▸ **Short exercise 1**
In the wiring harness text, which company supplied the various color/stripe/gauge wire combinations?

▸ **Supplied passage**
>> BEGIN

Monday, March 18, 2013

How to build a wiring harness that will last

Building a wiring harness for an engine swap is a funny thing. You spend dozens of hours doing it, and nobody will ever really get to admire your work. Once it's done, you don't think about it again unless something goes wrong. Lots of people think it's a really hard thing to design, too, which I find interesting. A little bit of planning goes a long way.

In this case, it's a fairly simple exercise to route between the various sensors required to run the engine, the ECU, and a few ancillary subsystems. Once you're familiar with the basics of EFI (and especially speed-density fuel injection), figuring out how to run wires is pretty simple. I won't get into the specifics of my configuration, as I intend this to be an illustrated guide on construction techniques.

Once you've identified all of the various origin and termination points (for example, battery-to-throttle position sensor, or throttle position sensor-to-ECM), it's a good idea to document things thoroughly. Document which plug and pin serves which function, and decide where the junction plugs will be so you can do things like remove the engine without pulling the wiring harness completely off. Document each wire's color, too. Few modern cars follow such time-honored traditions as making every battery-voltage supply wire red and every ground wire black, and you shouldn't either.

I think I bought something like 55 different color/stripe/gauge combinations from EFI Connection, and it was money very well spent. At any given time during the construction process I could trace a wire with ease and immediately knew the purpose of any wire that wandered away from its route. You can see the worksheet I used to document junction plugs, colors, functions and notes here - it's messy, but it's grown organically over the months. The focus there is on sensor-to-ECM wires. I've also got a map of indirect and support wiring that I've developed over time:
Here you can see the junction plugs, connections between the engine and other systems, etc. It's not 100% complete, but it's for my own reference. Because this diagram is much more functional than it is physical, I also created a diagram showing the various branches I'll need, based on the location of plugs in the engine bay.

>> END

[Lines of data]
>> BEGIN

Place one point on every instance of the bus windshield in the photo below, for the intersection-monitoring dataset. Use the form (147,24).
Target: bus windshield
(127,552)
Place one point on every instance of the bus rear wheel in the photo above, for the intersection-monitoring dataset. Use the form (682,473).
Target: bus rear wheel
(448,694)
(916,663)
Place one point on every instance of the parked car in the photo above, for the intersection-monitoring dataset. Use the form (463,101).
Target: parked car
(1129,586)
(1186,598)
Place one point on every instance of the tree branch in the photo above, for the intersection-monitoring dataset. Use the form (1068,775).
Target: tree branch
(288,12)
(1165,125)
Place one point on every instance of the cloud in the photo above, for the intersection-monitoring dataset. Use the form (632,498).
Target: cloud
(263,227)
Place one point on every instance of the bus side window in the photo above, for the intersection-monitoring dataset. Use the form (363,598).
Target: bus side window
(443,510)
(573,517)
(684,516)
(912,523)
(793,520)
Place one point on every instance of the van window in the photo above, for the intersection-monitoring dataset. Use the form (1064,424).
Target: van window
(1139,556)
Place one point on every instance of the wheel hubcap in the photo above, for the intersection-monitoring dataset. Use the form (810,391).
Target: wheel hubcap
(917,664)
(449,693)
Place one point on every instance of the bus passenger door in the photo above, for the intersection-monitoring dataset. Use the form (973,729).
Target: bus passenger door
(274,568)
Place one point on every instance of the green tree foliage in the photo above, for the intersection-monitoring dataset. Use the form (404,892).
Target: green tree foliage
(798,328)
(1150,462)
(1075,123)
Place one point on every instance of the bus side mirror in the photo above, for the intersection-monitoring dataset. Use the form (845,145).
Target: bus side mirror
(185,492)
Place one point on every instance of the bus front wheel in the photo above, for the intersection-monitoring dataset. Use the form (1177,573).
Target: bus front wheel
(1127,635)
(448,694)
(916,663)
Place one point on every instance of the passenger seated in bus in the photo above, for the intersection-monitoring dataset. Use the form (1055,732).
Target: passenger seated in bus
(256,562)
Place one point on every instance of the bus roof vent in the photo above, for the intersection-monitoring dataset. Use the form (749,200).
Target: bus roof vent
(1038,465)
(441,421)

>> END

▸ **Short exercise 2**
Reproduce the records word for word, starting at the line that contains "Place one point on every instance of the wheel" and ending with the final line of the records.

▸ **Task output 1**
EFI Connection

▸ **Task output 2**
Place one point on every instance of the wheel hubcap in the photo above, for the intersection-monitoring dataset. Use the form (810,391).
Target: wheel hubcap
(917,664)
(449,693)
Place one point on every instance of the bus passenger door in the photo above, for the intersection-monitoring dataset. Use the form (973,729).
Target: bus passenger door
(274,568)
Place one point on every instance of the green tree foliage in the photo above, for the intersection-monitoring dataset. Use the form (404,892).
Target: green tree foliage
(798,328)
(1150,462)
(1075,123)
Place one point on every instance of the bus side mirror in the photo above, for the intersection-monitoring dataset. Use the form (845,145).
Target: bus side mirror
(185,492)
Place one point on every instance of the bus front wheel in the photo above, for the intersection-monitoring dataset. Use the form (1177,573).
Target: bus front wheel
(1127,635)
(448,694)
(916,663)
Place one point on every instance of the passenger seated in bus in the photo above, for the intersection-monitoring dataset. Use the form (1055,732).
Target: passenger seated in bus
(256,562)
Place one point on every instance of the bus roof vent in the photo above, for the intersection-monitoring dataset. Use the form (749,200).
Target: bus roof vent
(1038,465)
(441,421)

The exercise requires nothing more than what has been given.